Starting at the line that contains "negative clicks: (233, 147)" and ending at the last line, write out those lines again with "excluded" substituted for "negative" and nothing else altered.

——

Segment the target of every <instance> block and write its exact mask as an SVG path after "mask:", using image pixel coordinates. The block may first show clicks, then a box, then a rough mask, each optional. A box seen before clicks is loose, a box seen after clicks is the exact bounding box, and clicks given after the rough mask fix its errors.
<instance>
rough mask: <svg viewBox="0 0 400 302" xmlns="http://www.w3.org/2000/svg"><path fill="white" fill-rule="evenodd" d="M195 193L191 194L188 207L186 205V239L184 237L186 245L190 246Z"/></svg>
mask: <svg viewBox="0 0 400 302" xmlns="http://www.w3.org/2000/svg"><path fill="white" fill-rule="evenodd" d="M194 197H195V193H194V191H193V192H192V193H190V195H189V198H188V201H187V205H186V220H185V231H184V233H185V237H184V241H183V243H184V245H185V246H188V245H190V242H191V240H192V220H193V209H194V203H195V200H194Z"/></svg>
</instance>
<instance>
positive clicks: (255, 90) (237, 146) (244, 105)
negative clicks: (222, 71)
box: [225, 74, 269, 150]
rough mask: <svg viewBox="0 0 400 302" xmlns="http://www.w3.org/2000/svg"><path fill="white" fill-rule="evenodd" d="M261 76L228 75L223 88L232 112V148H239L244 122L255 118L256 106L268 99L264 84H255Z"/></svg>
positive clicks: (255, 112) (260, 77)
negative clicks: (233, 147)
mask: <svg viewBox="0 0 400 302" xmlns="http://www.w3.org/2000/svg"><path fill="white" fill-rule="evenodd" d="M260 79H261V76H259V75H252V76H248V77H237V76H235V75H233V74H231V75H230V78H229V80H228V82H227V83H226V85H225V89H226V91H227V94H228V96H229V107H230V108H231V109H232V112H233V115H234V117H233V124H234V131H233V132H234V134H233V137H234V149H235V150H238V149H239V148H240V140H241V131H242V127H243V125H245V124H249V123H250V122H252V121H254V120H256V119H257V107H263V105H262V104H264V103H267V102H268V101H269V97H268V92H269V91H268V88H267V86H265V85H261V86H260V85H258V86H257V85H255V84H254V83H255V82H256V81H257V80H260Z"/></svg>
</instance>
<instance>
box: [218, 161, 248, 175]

——

**Exercise response:**
excluded clicks: (233, 147)
mask: <svg viewBox="0 0 400 302" xmlns="http://www.w3.org/2000/svg"><path fill="white" fill-rule="evenodd" d="M260 79H261V76H259V75H252V76H248V77H237V76H235V75H233V74H231V75H230V78H229V80H228V82H227V83H226V85H225V89H226V91H227V94H228V96H229V107H230V108H231V109H232V112H233V115H234V117H233V124H234V131H233V132H234V134H233V137H234V149H235V150H238V149H239V148H240V140H241V131H242V127H243V125H245V124H249V123H250V122H252V121H254V120H256V119H257V107H263V105H262V104H264V103H267V102H268V101H269V97H268V92H269V91H268V88H267V86H265V85H261V86H260V85H258V86H257V85H255V84H254V83H255V82H256V81H257V80H260Z"/></svg>
</instance>
<instance>
box: [218, 161, 248, 175]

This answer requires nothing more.